- What the task requires: Pictures are to be left out; otherwise, copy exactly the lines from the line containing "Would you kindly point to the cloud in" through the end of the data.

- Recorded data:
=======
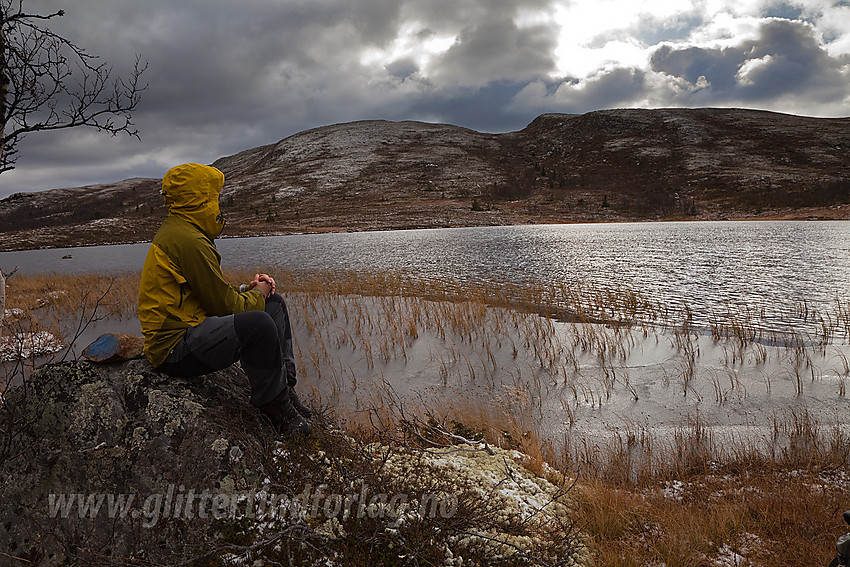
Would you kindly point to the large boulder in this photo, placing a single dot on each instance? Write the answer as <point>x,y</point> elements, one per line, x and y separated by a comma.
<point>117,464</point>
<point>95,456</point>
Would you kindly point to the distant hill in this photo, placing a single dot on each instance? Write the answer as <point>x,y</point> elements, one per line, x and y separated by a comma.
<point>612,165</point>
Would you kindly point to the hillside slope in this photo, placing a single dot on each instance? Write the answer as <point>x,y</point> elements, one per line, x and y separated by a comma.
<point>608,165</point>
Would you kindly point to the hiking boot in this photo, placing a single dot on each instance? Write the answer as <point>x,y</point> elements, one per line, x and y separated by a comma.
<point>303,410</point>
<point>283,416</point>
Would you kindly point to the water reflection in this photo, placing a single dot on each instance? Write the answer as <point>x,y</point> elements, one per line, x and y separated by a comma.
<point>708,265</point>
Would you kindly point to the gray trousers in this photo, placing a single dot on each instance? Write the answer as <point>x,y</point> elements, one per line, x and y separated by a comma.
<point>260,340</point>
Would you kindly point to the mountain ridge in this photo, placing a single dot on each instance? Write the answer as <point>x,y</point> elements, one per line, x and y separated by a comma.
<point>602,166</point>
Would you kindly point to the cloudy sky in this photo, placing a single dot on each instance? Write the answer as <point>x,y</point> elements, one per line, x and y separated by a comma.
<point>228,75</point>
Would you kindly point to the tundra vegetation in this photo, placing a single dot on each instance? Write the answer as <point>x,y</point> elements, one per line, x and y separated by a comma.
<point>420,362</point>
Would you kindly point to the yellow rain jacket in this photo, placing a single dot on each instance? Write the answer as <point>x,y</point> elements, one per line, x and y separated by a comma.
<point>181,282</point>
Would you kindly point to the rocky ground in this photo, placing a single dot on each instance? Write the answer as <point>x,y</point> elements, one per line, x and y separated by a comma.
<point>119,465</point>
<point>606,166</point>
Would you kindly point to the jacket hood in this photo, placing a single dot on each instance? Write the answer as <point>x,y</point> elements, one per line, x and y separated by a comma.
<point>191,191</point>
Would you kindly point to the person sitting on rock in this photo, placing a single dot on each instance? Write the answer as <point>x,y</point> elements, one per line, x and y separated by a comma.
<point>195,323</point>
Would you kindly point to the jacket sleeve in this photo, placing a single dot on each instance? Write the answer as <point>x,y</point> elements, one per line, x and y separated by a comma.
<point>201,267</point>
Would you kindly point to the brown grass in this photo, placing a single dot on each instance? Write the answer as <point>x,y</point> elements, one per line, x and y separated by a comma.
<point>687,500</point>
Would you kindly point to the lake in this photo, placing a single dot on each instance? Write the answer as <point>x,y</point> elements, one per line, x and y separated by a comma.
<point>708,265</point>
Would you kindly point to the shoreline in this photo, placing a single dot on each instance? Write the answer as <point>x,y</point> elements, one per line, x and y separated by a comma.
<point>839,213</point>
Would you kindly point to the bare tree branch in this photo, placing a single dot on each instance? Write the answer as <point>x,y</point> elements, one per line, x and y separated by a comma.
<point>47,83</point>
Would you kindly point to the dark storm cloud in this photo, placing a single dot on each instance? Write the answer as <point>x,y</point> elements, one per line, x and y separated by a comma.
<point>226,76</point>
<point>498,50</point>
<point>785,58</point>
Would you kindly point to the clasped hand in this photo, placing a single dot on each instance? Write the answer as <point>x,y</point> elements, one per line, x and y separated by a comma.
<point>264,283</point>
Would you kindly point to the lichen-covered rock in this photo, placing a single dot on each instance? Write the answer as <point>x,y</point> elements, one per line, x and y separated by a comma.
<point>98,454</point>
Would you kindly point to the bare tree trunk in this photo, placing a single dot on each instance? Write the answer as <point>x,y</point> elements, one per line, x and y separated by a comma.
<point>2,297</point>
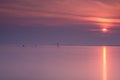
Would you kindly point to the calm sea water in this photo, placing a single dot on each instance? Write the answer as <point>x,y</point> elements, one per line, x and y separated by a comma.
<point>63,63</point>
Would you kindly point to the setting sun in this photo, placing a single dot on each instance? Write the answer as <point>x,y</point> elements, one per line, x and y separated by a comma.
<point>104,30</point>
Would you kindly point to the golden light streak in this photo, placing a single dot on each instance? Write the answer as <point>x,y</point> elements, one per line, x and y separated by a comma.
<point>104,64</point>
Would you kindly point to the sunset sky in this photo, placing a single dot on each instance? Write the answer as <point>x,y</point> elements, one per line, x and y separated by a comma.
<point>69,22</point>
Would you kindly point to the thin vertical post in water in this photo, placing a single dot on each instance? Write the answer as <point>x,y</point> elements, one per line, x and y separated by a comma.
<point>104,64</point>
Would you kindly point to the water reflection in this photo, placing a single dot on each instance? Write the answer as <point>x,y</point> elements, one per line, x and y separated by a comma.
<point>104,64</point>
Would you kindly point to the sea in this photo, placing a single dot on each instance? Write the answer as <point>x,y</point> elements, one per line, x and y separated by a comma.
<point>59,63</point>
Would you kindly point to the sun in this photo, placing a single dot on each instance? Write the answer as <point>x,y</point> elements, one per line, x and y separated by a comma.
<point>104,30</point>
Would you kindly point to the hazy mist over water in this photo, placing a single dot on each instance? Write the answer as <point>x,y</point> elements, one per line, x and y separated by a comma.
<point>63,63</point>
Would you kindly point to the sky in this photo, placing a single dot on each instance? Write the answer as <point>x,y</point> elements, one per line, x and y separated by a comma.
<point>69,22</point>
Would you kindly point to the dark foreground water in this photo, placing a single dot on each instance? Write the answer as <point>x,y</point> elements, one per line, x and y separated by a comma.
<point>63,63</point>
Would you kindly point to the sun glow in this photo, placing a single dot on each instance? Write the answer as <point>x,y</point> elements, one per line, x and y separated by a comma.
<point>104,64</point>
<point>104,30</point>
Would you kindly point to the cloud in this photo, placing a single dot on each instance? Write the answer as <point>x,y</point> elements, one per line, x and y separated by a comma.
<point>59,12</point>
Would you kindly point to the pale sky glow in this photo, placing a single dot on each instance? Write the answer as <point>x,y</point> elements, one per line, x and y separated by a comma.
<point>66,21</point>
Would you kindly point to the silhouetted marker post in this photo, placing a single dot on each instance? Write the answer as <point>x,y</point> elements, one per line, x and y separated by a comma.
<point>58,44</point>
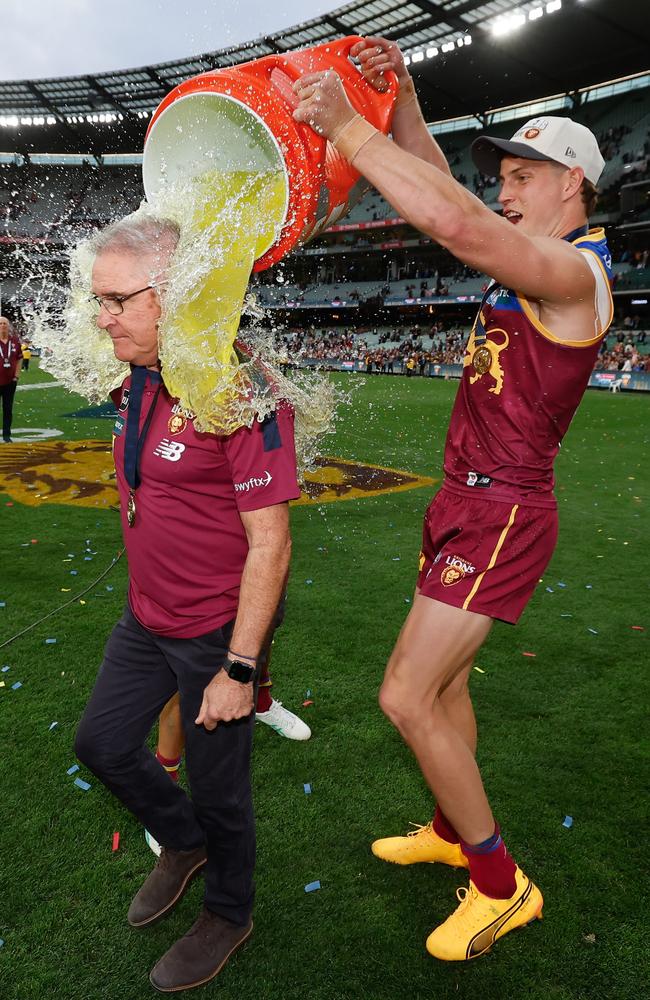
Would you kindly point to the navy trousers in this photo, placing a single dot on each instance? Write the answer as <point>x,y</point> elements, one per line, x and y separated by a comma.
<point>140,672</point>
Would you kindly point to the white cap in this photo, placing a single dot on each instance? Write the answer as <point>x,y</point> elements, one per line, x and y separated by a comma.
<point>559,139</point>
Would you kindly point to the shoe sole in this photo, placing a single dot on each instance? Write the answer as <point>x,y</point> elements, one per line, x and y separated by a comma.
=======
- Written answer:
Would you kindly point to the cloud in this photo, placing a single dot on each instance? Write the answer as <point>x,y</point> elements, one per line, x and y separated by a comma.
<point>59,12</point>
Would you kindly point to the pale sky glow in this photo, placing a single dot on each instance? Write the answer as <point>x,y</point> elements, one per line, x and y separated by a comma.
<point>66,21</point>
Would you kindly point to the silhouetted marker post in this photo, placing a single dot on each instance? Write the answer as <point>x,y</point> elements, one per line, x and y separated by a comma.
<point>58,44</point>
Would you kindly point to the navy trousers in this photo, placing a single dot on each instance? Write the answer as <point>x,y</point> elements, one per line, x and y separated by a comma.
<point>140,672</point>
Would you kindly point to the white cap in this photo, placing a single dot on each instance? Write the answer as <point>x,y</point> elements, one per line, x and y separated by a comma.
<point>559,139</point>
Would you kindly point to the shoe sole in this photo, placing a single dot on each instance? Write the answer as <point>x,y</point> elements, one per line, x and y separated by a comma.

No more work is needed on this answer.